Entries taken from a collection
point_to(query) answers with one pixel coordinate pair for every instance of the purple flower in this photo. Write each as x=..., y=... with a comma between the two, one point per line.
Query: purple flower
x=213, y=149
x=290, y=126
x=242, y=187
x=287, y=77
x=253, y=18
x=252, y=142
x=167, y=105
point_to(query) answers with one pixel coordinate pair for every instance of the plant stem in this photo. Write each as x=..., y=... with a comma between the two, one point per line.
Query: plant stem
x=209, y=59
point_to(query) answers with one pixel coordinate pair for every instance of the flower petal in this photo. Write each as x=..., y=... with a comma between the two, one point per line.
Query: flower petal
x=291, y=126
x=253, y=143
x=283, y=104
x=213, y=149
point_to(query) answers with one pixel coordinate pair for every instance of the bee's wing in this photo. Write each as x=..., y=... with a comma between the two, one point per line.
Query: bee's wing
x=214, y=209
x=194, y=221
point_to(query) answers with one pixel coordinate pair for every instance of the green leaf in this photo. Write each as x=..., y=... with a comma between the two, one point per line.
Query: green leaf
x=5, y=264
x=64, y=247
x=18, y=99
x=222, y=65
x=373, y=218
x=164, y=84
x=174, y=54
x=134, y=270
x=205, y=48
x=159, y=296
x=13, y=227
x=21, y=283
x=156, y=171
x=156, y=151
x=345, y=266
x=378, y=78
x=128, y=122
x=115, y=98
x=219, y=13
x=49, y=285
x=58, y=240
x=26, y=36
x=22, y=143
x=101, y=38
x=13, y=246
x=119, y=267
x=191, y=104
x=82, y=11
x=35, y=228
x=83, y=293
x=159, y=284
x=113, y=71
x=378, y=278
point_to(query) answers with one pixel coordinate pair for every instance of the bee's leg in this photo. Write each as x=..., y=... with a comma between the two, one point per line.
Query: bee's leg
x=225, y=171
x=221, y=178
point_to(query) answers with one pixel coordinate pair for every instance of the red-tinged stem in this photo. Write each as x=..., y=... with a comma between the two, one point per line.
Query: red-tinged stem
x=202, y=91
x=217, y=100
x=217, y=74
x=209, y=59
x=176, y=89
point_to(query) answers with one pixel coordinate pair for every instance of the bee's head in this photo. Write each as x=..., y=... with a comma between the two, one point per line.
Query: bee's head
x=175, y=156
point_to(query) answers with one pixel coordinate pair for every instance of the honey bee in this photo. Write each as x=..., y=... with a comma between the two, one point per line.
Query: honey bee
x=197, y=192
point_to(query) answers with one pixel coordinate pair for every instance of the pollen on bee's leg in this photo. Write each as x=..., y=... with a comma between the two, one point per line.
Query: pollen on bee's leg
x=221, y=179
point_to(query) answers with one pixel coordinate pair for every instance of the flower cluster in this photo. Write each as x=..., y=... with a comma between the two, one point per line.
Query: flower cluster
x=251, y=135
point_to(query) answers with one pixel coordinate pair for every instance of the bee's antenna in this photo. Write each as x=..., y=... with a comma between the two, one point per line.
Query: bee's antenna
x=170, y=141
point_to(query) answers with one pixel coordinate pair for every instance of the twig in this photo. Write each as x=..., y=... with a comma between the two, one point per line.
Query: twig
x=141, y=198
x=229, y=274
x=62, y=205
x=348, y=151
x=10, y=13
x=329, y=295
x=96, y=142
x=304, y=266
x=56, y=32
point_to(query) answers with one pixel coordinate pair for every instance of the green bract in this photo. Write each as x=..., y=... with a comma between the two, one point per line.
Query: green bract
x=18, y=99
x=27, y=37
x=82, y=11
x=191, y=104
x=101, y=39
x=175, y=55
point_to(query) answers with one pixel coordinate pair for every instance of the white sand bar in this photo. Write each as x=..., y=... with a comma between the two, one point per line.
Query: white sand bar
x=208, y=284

Task description
Scale the data above from the line containing "of the pollen" through the end of the data, giving every line again with the requests included. Multiply each x and y coordinate in the answers by 2.2 and round it to a whole number, rounding halves up.

Solution to this problem
point_to(query) answers with one pixel coordinate pair for every instance of the pollen on bee's leg in this photo. Write each as x=..., y=... with a comma between the two, one point per line.
Query: pollen on bee's leg
x=486, y=394
point_to(query) answers with one pixel coordinate pair for every instance of the flower cluster in this photo. Write each as x=..., y=... with a comma between the two, one point per line.
Query: flower cluster
x=552, y=297
point_to(query) answers with one pixel coordinate pair for every instance of the bee's antenna in this photo. Write each as x=..., y=... with a comma between the two, one point per line.
Query: bee's antenna
x=374, y=310
point_to(query) answers with one pixel coordinate pair for every instance of the twig in this photo. Write each as x=..., y=... with a comma between the two, one point per line.
Query: twig
x=310, y=436
x=504, y=603
x=136, y=451
x=766, y=332
x=22, y=29
x=724, y=649
x=211, y=312
x=669, y=585
x=123, y=70
point_to(query) answers with one pixel coordinate pair for every instance of the green bract in this photo. Write each as x=..., y=... with a comma between the two, one point per line.
Query: green bract
x=40, y=218
x=59, y=81
x=180, y=24
x=420, y=229
x=222, y=86
x=385, y=121
point_to(query) answers with one pixel coordinate pair for every instance of the white sand bar in this photo. Write each as x=..., y=... with a comma between the two, one point per line.
Query: white sand bar
x=458, y=625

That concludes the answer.